[begin Given text]
The Tyranny of Silence

With dusk nearing, two strangers traveling in opposite directions along an empty stretch of road approach one another. Neither knows for certain whether the other means him harm, by depriving the other of his life through malicious injury, of his freedom through enslavement, or of his property through theft. As the distance between them dwindles, the tension grows, because the first to act against the other will clearly have an advantage. They hold their breaths as they come abreast, but then they pass each other without incident. They each glance over their shoulders in turn and continue on their ways home.

If we lived in such a land where men and women were bound by a necessity of fear and anxiety of one another, how could they ever build a community, let alone a nation? This question is central to understanding our nation’s character. Our Constitution assumes a political framework of Natural Law that the Founding Fathers described as “self evident“, derived from centuries of western tradition, philosophy, and political theory. Only within the context of this assumed framework of rights does the entire structure of prohibitions and limited powers in our Constitution have any coherent meaning.

Because everyone is entitled to the same unalienable rights of life, liberty, and property (Locke) that everyone also possess, a duty to not infringe upon the life, liberty, and property of others is necessarily imposed upon everyone. It is these implied duties from which we derive our system of laws and punishments, and without which our society would be quickly doomed to either the chaos of anarchy or injustice of tyranny. Rights, therefor, must stand or fall on the commitment of society to their defense.

While I’ve written, at least to some extent, about the application of rights to life and to property, Liberty is such a broad topic, encompassing so many facets of our lives that it is difficult to discuss in a short form. Recent events, however, beg for one facet of Liberty to be discussed: freedom of speech.

“Were it left to me to decide whether we should have a government without newspapers, or newspapers without government, I should not hesitate a moment to prefer the latter.”
-Thomas Jefferson-

As simply as I can describe it, Liberty is the right to act, think, or speak unconstrained by either society or government, so long as those actions, thoughts, or speech do not violate the duty to not infringe the rights of others. Together, our criminal justice system and tort laws reflect this understanding of Natural Law, both describing what constitutes infringement of individual rights as well as establishing appropriate punishments for transgressions of those same rights. Within the context of these laws, transgression takes only two forms: injuries and damages.
[end Given text]
-- Your tasks --
• A. In the essay on silence, rewrite the part that opens with the words containing "With dusk nearing, two" and closes with "their ways home.", changing "dusk" to "nightfall".
• B. Answer these questions from the essay on silence:
(i) Which three unalienable rights does it list, citing Locke?
(ii) Which facet of Liberty does it say recent events call to be discussed?
(iii) What two forms does transgression take within the context of the laws it describes?
[begin Supplied material]
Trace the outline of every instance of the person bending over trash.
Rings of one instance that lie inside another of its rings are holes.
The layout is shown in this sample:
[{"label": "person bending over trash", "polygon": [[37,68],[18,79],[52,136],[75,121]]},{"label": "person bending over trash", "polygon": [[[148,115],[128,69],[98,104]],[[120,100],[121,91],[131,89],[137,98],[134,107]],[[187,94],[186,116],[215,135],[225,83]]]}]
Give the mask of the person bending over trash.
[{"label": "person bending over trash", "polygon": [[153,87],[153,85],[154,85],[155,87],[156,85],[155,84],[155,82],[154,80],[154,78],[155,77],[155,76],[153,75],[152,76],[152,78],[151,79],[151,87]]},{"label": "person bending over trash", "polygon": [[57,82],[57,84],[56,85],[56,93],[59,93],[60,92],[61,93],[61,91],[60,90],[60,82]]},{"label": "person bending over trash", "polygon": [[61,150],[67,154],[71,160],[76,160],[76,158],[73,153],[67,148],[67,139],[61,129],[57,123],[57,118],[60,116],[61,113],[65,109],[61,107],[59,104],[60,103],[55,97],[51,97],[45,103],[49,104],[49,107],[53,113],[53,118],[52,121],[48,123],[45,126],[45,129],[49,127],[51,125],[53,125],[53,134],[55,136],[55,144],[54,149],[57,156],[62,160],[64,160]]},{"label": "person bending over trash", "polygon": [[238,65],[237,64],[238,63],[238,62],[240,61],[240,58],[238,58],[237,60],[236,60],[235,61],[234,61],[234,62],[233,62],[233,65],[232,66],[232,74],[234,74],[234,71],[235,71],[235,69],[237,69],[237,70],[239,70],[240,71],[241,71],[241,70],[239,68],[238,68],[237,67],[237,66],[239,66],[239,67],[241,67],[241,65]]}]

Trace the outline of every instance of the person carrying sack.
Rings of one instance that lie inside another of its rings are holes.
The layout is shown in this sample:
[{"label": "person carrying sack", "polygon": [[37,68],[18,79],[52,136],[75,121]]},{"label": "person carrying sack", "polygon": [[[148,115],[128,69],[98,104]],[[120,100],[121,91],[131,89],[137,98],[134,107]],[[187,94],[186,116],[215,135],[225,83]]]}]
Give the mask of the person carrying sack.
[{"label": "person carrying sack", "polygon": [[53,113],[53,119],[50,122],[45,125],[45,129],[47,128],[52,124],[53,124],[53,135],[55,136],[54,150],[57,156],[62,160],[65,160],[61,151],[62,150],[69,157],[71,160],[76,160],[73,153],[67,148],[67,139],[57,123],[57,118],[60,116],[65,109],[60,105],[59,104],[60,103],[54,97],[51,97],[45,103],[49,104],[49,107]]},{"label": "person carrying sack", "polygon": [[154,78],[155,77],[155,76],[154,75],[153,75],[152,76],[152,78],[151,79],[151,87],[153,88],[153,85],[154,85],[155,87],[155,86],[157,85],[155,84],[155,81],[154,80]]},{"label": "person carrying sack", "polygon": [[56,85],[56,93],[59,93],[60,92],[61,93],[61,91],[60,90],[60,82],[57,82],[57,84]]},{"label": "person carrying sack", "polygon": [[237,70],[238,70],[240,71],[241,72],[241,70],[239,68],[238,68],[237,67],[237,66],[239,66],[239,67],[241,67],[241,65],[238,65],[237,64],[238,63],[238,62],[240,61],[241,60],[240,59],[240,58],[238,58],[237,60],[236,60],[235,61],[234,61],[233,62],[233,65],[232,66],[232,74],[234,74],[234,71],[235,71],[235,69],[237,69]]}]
[end Supplied material]
-- The answers --
• A.
With nightfall nearing, two strangers traveling in opposite directions along an empty stretch of road approach one another. Neither knows for certain whether the other means him harm, by depriving the other of his life through malicious injury, of his freedom through enslavement, or of his property through theft. As the distance between them dwindles, the tension grows, because the first to act against the other will clearly have an advantage. They hold their breaths as they come abreast, but then they pass each other without incident. They each glance over their shoulders in turn and continue on their ways home.

• B.
(i) Life, liberty, and property.
(ii) Freedom of speech.
(iii) Injuries and damages.